◆ **EXERCISE GOAL**:
Would you copy the full listing that follows without changing a thing?

◆ **GIVEN DATA**:

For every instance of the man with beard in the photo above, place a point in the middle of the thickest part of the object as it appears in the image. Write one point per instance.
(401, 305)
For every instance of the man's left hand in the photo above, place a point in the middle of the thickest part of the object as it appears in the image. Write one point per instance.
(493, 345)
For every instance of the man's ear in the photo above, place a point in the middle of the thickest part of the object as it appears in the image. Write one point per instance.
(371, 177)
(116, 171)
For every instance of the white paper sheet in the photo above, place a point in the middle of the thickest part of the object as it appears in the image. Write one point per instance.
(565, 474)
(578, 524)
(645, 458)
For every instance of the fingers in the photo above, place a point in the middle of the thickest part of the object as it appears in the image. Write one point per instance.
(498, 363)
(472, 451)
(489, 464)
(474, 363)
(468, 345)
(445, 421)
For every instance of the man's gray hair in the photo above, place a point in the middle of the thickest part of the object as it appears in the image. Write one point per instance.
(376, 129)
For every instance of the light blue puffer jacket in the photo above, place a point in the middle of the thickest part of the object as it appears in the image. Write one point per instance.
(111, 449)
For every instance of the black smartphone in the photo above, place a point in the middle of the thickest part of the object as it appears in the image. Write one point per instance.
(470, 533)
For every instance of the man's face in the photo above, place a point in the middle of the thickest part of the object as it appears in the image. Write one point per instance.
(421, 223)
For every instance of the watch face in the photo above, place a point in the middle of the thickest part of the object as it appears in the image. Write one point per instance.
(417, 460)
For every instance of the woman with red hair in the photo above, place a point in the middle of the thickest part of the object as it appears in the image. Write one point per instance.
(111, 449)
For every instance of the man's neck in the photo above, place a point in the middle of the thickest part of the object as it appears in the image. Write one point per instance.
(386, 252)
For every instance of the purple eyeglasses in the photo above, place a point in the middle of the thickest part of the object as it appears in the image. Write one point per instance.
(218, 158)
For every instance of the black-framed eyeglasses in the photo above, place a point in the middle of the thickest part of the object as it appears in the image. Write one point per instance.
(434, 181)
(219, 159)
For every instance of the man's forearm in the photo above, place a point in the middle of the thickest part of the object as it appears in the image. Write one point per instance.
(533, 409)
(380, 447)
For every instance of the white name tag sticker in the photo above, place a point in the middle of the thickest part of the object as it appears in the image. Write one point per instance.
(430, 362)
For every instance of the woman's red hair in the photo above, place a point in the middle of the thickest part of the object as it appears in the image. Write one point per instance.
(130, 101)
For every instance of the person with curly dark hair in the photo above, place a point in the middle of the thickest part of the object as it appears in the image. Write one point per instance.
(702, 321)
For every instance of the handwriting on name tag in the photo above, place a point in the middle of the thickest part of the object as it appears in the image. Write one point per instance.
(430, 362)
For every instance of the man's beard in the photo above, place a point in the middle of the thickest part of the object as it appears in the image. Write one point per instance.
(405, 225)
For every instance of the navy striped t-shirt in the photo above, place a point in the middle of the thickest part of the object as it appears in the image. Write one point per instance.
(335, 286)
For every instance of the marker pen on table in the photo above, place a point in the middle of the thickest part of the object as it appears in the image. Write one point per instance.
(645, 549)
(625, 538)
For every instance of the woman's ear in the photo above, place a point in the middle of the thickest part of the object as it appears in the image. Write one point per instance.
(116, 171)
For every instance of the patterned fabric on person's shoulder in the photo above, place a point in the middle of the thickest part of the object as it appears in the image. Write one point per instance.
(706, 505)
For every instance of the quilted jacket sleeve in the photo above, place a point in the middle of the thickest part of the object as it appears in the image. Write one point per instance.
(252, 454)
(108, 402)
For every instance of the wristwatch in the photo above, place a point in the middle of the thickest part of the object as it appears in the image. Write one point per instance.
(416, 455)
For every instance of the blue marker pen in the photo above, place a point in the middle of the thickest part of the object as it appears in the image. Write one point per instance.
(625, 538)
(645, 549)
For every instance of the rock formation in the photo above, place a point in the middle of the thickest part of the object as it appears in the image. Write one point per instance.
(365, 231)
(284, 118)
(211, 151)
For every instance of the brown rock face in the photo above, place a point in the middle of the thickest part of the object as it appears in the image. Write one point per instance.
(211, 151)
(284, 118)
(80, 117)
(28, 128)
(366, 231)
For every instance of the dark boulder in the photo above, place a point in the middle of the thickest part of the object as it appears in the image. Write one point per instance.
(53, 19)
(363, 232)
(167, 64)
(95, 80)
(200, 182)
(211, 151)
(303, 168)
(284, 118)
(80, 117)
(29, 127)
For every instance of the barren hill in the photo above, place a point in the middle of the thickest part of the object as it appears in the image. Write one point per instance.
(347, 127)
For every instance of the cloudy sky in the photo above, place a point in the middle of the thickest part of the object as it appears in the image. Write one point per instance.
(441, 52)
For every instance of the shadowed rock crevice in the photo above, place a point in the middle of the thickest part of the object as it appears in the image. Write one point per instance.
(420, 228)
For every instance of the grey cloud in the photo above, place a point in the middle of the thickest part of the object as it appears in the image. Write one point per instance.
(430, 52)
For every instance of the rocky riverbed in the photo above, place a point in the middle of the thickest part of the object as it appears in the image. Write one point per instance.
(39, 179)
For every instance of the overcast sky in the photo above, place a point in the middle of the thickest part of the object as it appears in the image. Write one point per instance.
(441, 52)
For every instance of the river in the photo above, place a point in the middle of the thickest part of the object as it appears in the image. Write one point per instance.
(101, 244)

◆ **SOLUTION FOR THIS PROBLEM**:
For every instance of the man with beard in the photo above, place a point in the middle of the thickest part of the object as it appears in the image. Write one point per instance.
(401, 305)
For every instance of the man's left hand in the photo above, place a point in the middle of the thickest part of the object as it appears in the image. Write one point per instance.
(493, 345)
For every instance of the man's ear in the photo above, place a point in the middle of the thickest part of the object as it appears in the image. Write one point per instance.
(371, 177)
(116, 171)
For every instance of the white paper sheet in the photo above, place a point in the middle of the thickest part of the object as it appears in the image. Write one point per instance.
(565, 474)
(578, 524)
(645, 458)
For every instance of the fingers in the photo above, place a point in the middle of the thickest part of the object as it appears in the image. Write one point per instance.
(498, 363)
(472, 451)
(489, 464)
(474, 363)
(468, 345)
(445, 421)
For every instance of the man's gray hair in the photo above, place a point in the middle of the thickest part of the object as it appears in the image. Write one point per instance.
(376, 129)
For every instance of the light blue puffer jacket in the photo above, place a point in the middle of the thickest part of the object as it appears in the image. Write one point per instance.
(111, 449)
For every instance of the black smartphone in the photo above, place a point in the middle of the thickest part of the object as it appears in the image. Write one point per instance.
(470, 533)
For every instance of the man's face in the photo above, place a point in the middle of the thickest part of the object as it appears in the image. Write one point per instance.
(421, 223)
For every instance of the watch face in the photo above, place a point in the middle of the thickest part of the object as it appears in the image. Write one point per instance.
(417, 460)
For every instance of the woman with red hair in the photo above, place a point in the middle of the thickest part of the object as it appears in the image. Write one point per instance.
(111, 449)
For every instance of the man's neck in the photo above, place a point in the middle of the thickest part of the object as it appears in the image. Write one point per instance.
(386, 252)
For every instance of the purple eyeglasses in the photo above, place a point in the middle of the thickest part of the object as it appears in the image. Write one point per instance.
(218, 158)
For every instance of the black-framed eyeglasses in the photo above, place a point in the middle of the thickest part of the object as it appears in the image. Write one point per instance.
(434, 181)
(219, 159)
For every instance of the man's forearm in the photo above, place a point in the middle of the thickest part of the object as it appears in the image. Write one point per instance.
(533, 409)
(380, 447)
For every instance of the white name tag sticker in the photo above, place a point in the middle of the thickest part of the object as it appears in the image. Write one point per instance.
(430, 362)
For every instance of the woman's red hair in the photo above, place a point in the middle of the thickest part of the object as it appears in the image. Write one point per instance.
(130, 101)
For every instance of the person with curly dark hair in the photo above, place a point in the middle of the thickest part of the object as it appears in the image. Write one point per instance.
(702, 321)
For every instance of the handwriting on name tag in the photo above, place a point in the middle of the thickest part of the object as it appears in the image. Write one point per instance.
(430, 362)
For every instance of the man's beard in the photo above, place a point in the middle of the thickest part of the object as it appears in the image. Write one point per instance.
(405, 225)
For every instance of the navy striped t-shirt in the photo above, place a point in the middle of the thickest part of the object as it appears in the image. Write one point per instance.
(335, 286)
For every instance of the marker pen on table in the photo above, place a point in the middle of the thickest part of the object as it appears in the image. Write one point per instance.
(645, 549)
(625, 538)
For every instance of the woman's ear in the photo above, place a point in the middle of the thickest part of the object as it appears in the image. Write one point per instance.
(116, 171)
For every instance of the patterned fabric on person's shoulder in the photo above, place a point in the middle of the thickest part of the object as it appears in the image. Write one point per instance.
(706, 505)
For every instance of the quilted jacket sleeve in the photo above, place a point in the middle of the thickest part of the object as it appears in the image. Write one point per instance.
(252, 454)
(108, 402)
For every instance of the wristwatch in the photo above, place a point in the middle of the thickest part of the object as it appears in the image. Write one point per instance.
(416, 455)
For every instance of the blue marker pen in the photo above, place a point in the middle of the thickest part of the object as it appears in the image. Write one point per instance.
(625, 538)
(645, 549)
For every instance of the rock formation in the photo above, place a point in the middle of the thickest part of the object as it appears in the image. Write one point per instance.
(365, 231)
(284, 118)
(211, 151)
For every instance of the brown rock face in the photo above, place a point in the middle of the thickest part of the object as it appears in the image. Write one point per instance.
(211, 151)
(284, 118)
(80, 117)
(28, 128)
(366, 231)
For every instance of the dark boulder in the photo above, place a point in the middle of the thickest part of the object as it appears in the image. Write one point per instance.
(53, 19)
(363, 232)
(167, 64)
(95, 80)
(200, 182)
(211, 151)
(303, 168)
(284, 118)
(80, 117)
(29, 127)
For every instance of the barren hill in the photo above, place a point in the middle of the thickest part of the object as it appears in the image. Write one point per instance.
(347, 127)
For every instance of the cloudy sky in the photo above, place a point in the middle of the thickest part of the object as it appears in the image. Write one point per instance.
(441, 52)
For every instance of the shadowed rock crevice in the photo above, place a point in the middle of the thickest part of the object as it appears in the image. Write one point per instance.
(420, 228)
For every instance of the grey cloud in the photo above, place a point in the middle of the thickest part of the object as it appears in the image. Write one point per instance.
(430, 52)
For every instance of the rocky riverbed in the photo above, place a point in the middle of the thickest part of the object as it appears in the image. Write one point per instance.
(39, 179)
For every instance of the overcast sky in the photo above, place a point in the middle of the thickest part of the object as it appears in the image. Write one point per instance.
(441, 52)
For every instance of the river in the photo above, place a point in the middle of the thickest part of the object as it appears in the image. Write one point per instance.
(101, 244)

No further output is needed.